◆ **Task to complete**:
Print nothing except the lines of the listing below from the line with "positive clicks: (59, 183) (5, 156) (55, 173)" to the line with "positive clicks: (483, 227)", each exactly as written, both ends included.
··········
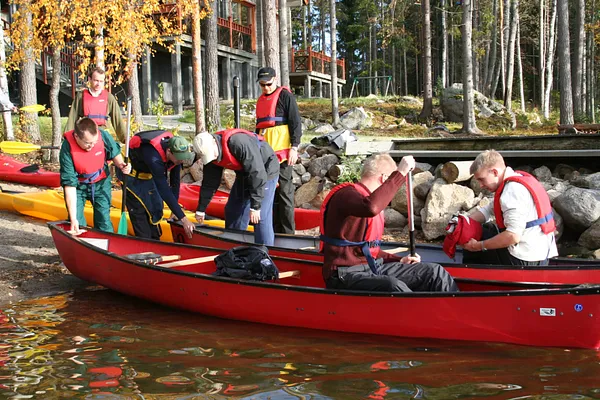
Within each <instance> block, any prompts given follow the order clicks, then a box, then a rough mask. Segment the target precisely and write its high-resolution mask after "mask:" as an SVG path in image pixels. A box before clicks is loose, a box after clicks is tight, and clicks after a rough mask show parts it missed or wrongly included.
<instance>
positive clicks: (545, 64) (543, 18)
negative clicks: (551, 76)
mask: <svg viewBox="0 0 600 400" xmlns="http://www.w3.org/2000/svg"><path fill="white" fill-rule="evenodd" d="M539 24H540V33H539V35H540V40H539V42H540V60H539V62H540V67H539V68H540V110H543V109H544V89H545V86H546V0H540V21H539Z"/></svg>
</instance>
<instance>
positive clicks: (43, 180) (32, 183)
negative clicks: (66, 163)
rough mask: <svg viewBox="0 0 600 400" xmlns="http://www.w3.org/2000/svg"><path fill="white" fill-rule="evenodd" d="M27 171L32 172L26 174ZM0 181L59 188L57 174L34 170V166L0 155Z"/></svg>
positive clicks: (59, 183) (5, 156) (55, 173)
mask: <svg viewBox="0 0 600 400" xmlns="http://www.w3.org/2000/svg"><path fill="white" fill-rule="evenodd" d="M27 167H29V168H27ZM28 170H32V172H27V171H28ZM0 180H1V181H8V182H16V183H24V184H27V185H36V186H48V187H59V186H60V174H59V173H58V172H52V171H46V170H45V169H42V168H39V169H36V168H35V166H32V165H29V164H25V163H22V162H20V161H18V160H15V159H14V158H12V157H8V156H5V155H0Z"/></svg>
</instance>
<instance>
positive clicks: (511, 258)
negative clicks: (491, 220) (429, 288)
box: [463, 224, 548, 266]
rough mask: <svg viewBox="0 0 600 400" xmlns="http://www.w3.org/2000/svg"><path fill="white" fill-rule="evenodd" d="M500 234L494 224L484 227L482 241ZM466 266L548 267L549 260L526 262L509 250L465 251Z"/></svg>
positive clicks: (483, 227)
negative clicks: (510, 252)
mask: <svg viewBox="0 0 600 400" xmlns="http://www.w3.org/2000/svg"><path fill="white" fill-rule="evenodd" d="M499 233H500V230H499V229H498V226H496V225H494V224H485V225H483V233H482V235H481V240H487V239H490V238H492V237H494V236H496V235H497V234H499ZM463 263H464V264H491V265H516V266H544V265H548V259H545V260H542V261H525V260H521V259H520V258H517V257H515V256H513V255H512V254H510V252H509V251H508V248H506V247H505V248H503V249H493V250H487V251H476V252H470V251H468V250H464V249H463Z"/></svg>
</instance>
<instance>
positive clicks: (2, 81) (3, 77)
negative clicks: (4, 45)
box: [0, 29, 15, 140]
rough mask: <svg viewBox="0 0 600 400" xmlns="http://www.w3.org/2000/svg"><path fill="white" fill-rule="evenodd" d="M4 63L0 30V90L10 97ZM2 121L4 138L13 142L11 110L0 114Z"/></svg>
mask: <svg viewBox="0 0 600 400" xmlns="http://www.w3.org/2000/svg"><path fill="white" fill-rule="evenodd" d="M5 63H6V51H5V46H4V29H0V90H1V91H2V92H3V93H4V94H6V96H7V97H10V93H9V91H8V80H7V78H6V69H5V68H4V65H5ZM2 120H3V122H4V137H5V138H6V140H15V133H14V130H13V126H12V113H11V110H5V111H4V112H3V113H2Z"/></svg>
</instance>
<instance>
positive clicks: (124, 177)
mask: <svg viewBox="0 0 600 400" xmlns="http://www.w3.org/2000/svg"><path fill="white" fill-rule="evenodd" d="M132 100H133V97H131V96H129V97H128V98H127V135H126V136H125V159H124V160H123V161H125V164H127V163H128V162H129V135H130V134H131V101H132ZM121 190H122V194H121V196H122V197H121V219H120V220H119V228H118V229H117V233H118V234H119V235H127V212H126V211H125V196H126V194H127V175H125V174H123V185H122V188H121Z"/></svg>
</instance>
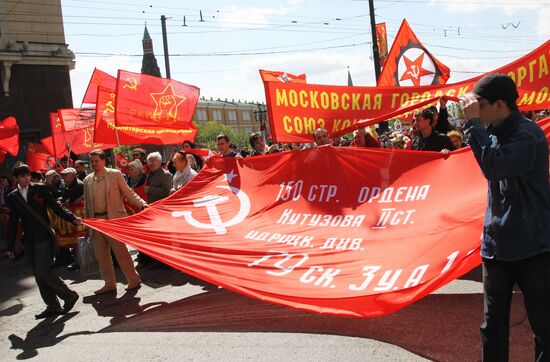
··········
◆ **Finished task**:
positive clicks: (59, 183) (5, 156) (55, 173)
mask: <svg viewBox="0 0 600 400" xmlns="http://www.w3.org/2000/svg"><path fill="white" fill-rule="evenodd" d="M27 167H29V168H27ZM28 170H32V172H27V171H28ZM0 180H1V181H8V182H16V183H24V184H27V185H36V186H48V187H59V186H60V174H59V173H58V172H52V171H46V170H45V169H42V168H39V169H36V168H35V166H32V165H29V164H25V163H22V162H20V161H18V160H15V159H14V158H12V157H8V156H5V155H0Z"/></svg>
</instance>
<instance>
positive clicks: (511, 258)
negative clicks: (491, 220) (429, 288)
box: [463, 224, 548, 266]
rough mask: <svg viewBox="0 0 600 400" xmlns="http://www.w3.org/2000/svg"><path fill="white" fill-rule="evenodd" d="M500 234L494 224L484 227L482 241ZM466 266L548 267L549 260L526 262L509 250L465 251Z"/></svg>
positive clicks: (483, 227)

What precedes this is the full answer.